[Stored dataset items]
# # # # # # #

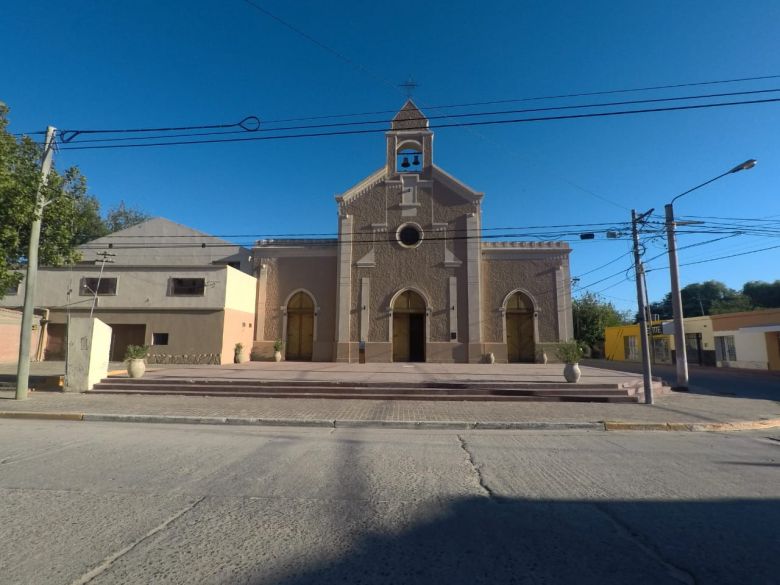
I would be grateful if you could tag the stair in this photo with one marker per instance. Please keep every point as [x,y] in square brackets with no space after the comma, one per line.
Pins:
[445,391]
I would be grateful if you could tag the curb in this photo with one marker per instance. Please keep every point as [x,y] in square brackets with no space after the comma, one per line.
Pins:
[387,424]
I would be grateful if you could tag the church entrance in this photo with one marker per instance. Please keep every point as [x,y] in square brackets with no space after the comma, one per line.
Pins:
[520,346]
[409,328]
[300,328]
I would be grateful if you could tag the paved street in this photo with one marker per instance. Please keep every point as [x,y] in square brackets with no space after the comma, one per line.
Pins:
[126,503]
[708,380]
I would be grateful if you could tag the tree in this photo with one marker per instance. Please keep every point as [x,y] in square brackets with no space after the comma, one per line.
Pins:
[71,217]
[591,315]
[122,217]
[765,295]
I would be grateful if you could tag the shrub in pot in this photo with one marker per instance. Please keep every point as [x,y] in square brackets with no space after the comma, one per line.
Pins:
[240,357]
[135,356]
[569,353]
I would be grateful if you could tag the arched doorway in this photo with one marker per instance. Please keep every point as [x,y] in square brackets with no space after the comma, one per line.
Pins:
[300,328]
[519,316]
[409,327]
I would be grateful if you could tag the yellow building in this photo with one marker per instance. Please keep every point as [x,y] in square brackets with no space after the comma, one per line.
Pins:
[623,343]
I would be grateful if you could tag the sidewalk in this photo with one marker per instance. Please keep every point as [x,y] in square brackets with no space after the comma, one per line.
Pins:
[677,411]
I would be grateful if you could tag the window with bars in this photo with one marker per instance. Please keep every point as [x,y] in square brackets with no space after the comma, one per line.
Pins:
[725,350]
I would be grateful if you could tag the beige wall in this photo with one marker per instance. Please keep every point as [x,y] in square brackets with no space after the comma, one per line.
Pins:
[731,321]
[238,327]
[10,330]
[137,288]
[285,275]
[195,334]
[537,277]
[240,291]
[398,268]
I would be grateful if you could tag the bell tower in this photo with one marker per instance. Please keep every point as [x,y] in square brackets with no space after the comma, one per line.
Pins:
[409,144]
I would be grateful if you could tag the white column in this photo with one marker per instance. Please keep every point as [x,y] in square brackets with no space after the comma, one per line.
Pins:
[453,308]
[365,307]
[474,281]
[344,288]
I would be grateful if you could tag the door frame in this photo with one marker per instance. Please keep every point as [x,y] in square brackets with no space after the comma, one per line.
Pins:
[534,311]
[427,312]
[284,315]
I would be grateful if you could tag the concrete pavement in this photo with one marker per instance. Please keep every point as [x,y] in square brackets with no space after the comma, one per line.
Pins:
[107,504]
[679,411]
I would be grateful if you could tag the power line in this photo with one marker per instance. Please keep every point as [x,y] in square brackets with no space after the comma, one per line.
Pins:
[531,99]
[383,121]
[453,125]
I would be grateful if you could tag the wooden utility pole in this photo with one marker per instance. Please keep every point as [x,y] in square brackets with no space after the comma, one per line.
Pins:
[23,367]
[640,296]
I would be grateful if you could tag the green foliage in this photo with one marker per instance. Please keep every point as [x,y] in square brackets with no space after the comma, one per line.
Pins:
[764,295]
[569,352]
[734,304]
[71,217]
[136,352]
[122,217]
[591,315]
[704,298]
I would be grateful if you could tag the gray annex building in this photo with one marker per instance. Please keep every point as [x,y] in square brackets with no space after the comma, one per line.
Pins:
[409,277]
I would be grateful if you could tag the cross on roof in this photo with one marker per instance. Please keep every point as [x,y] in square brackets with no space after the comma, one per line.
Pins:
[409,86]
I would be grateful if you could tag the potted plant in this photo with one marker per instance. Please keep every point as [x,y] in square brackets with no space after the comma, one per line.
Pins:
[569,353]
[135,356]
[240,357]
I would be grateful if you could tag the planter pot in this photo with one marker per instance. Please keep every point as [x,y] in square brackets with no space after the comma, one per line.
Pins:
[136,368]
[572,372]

# # # # # # #

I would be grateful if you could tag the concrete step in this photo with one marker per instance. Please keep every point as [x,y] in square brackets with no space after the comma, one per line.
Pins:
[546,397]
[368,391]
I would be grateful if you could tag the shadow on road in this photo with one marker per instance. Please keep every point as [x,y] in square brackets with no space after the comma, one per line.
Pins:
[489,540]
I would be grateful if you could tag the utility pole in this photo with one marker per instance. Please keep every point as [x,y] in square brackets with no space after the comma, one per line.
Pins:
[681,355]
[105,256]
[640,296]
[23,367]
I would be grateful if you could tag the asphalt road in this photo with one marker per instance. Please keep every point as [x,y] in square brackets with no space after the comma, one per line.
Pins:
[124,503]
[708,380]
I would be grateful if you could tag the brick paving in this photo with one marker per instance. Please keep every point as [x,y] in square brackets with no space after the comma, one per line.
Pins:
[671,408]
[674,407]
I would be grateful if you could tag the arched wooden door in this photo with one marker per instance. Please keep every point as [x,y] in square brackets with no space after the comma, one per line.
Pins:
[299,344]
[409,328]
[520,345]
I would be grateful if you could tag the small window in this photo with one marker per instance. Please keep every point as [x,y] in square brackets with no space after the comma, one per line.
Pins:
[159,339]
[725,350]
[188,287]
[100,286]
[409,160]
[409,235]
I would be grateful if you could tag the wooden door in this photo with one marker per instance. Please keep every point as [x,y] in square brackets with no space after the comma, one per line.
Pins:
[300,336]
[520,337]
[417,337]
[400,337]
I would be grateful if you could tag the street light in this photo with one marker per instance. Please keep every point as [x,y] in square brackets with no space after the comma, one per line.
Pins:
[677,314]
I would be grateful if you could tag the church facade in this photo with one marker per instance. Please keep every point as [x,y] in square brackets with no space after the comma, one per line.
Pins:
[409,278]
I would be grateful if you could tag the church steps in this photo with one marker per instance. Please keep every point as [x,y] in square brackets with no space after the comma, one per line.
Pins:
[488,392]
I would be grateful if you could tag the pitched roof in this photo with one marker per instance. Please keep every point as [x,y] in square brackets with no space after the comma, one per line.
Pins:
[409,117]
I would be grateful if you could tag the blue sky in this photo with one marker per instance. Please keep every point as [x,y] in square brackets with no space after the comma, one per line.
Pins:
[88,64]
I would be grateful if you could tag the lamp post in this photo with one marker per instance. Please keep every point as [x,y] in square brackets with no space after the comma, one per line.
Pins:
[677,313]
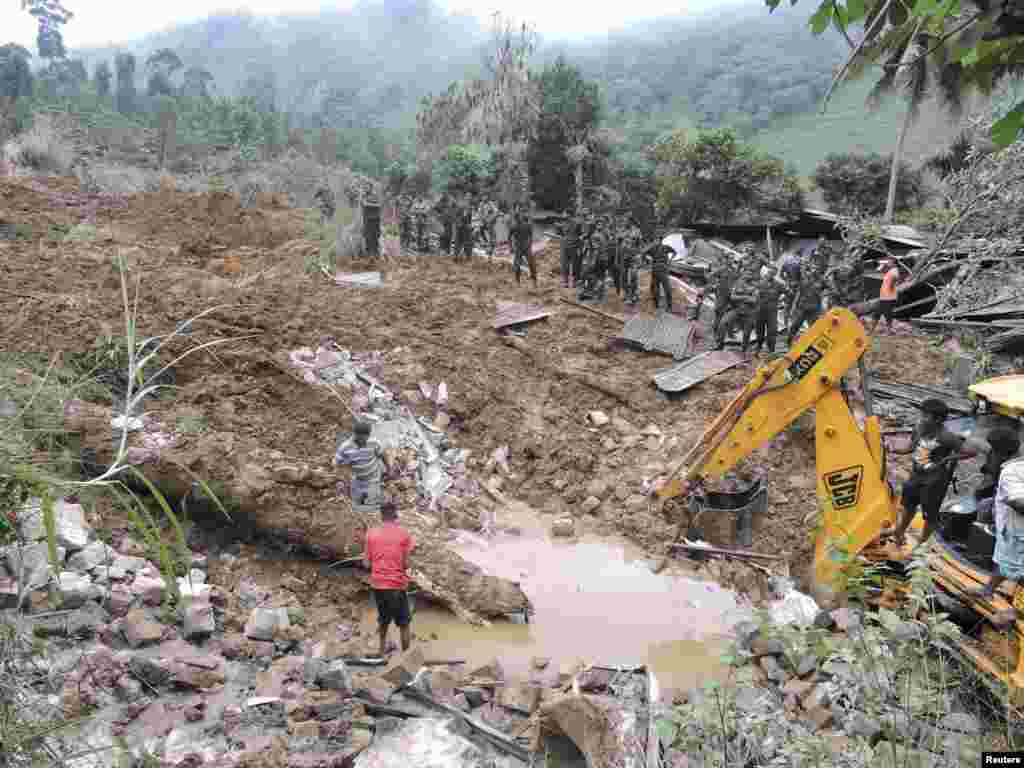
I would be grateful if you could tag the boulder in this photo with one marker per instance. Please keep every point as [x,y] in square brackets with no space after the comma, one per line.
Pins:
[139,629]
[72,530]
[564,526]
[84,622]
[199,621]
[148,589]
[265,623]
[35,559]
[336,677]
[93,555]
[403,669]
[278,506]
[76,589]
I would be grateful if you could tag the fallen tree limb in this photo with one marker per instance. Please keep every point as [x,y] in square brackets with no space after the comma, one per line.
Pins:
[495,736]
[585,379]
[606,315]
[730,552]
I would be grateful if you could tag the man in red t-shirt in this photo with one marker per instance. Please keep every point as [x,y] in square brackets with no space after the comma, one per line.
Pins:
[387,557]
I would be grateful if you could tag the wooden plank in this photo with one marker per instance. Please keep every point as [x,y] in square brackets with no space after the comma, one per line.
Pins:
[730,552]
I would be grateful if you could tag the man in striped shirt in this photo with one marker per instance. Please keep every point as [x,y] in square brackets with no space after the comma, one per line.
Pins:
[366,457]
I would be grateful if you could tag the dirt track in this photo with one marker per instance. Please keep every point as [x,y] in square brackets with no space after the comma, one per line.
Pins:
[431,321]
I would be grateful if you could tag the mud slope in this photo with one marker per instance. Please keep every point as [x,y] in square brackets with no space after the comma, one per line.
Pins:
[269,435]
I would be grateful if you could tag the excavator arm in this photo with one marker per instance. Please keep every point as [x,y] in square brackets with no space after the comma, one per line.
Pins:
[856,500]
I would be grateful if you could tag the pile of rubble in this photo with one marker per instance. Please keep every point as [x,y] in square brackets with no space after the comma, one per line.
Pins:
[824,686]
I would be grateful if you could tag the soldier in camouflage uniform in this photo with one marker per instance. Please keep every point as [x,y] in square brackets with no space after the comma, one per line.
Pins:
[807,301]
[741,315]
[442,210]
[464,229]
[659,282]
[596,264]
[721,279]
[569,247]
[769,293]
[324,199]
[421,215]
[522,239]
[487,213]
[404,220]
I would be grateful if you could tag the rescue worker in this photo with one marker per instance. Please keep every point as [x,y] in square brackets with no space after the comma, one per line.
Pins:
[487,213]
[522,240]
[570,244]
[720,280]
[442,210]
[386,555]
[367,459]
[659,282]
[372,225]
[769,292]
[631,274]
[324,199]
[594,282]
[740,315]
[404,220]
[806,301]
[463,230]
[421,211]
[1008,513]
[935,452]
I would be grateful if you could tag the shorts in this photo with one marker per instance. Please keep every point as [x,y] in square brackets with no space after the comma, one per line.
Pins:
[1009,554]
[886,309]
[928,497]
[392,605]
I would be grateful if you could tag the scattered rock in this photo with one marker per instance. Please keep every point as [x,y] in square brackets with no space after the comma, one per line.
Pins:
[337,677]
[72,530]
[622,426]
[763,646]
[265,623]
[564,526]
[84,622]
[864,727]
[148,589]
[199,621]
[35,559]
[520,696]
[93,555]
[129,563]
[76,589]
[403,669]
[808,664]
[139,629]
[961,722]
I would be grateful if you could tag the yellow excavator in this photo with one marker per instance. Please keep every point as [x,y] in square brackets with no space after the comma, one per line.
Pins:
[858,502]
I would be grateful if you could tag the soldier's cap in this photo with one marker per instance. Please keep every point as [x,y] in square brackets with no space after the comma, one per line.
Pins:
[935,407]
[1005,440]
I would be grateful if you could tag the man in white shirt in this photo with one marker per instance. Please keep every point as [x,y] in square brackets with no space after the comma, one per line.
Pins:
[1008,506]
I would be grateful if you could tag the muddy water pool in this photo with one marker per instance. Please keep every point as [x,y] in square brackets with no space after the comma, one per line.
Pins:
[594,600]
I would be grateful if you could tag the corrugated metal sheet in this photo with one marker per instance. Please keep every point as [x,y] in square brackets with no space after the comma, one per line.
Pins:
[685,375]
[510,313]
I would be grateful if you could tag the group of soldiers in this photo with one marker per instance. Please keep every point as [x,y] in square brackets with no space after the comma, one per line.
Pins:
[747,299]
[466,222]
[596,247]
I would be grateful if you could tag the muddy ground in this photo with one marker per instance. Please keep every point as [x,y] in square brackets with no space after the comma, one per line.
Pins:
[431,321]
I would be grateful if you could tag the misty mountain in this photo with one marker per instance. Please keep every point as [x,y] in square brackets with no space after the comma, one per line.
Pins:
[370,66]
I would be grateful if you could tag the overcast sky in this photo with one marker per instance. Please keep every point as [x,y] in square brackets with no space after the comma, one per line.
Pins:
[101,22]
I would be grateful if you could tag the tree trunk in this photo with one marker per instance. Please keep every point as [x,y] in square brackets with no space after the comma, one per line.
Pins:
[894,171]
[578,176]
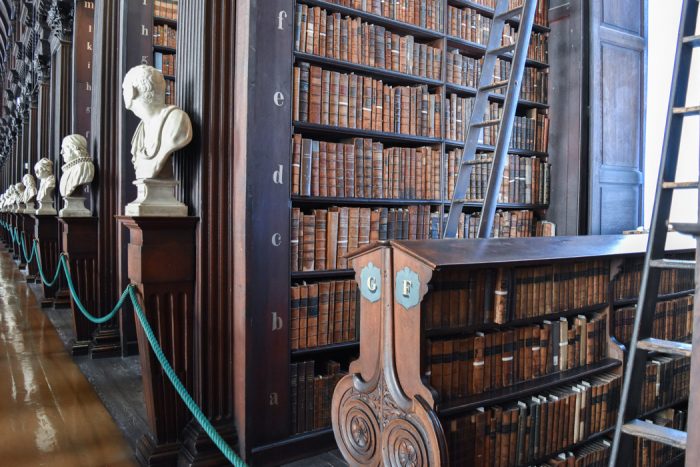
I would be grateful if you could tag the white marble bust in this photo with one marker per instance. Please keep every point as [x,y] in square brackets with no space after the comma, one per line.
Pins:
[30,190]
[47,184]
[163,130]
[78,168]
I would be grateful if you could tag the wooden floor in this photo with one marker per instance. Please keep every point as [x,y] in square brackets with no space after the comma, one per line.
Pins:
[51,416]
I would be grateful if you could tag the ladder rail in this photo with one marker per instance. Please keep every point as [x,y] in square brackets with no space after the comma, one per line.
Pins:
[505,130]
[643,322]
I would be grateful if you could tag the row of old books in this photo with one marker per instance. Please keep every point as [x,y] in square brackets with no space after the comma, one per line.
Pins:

# # # # # # #

Within the data above, how many lines include the string "muddy"? Only the number is required.

2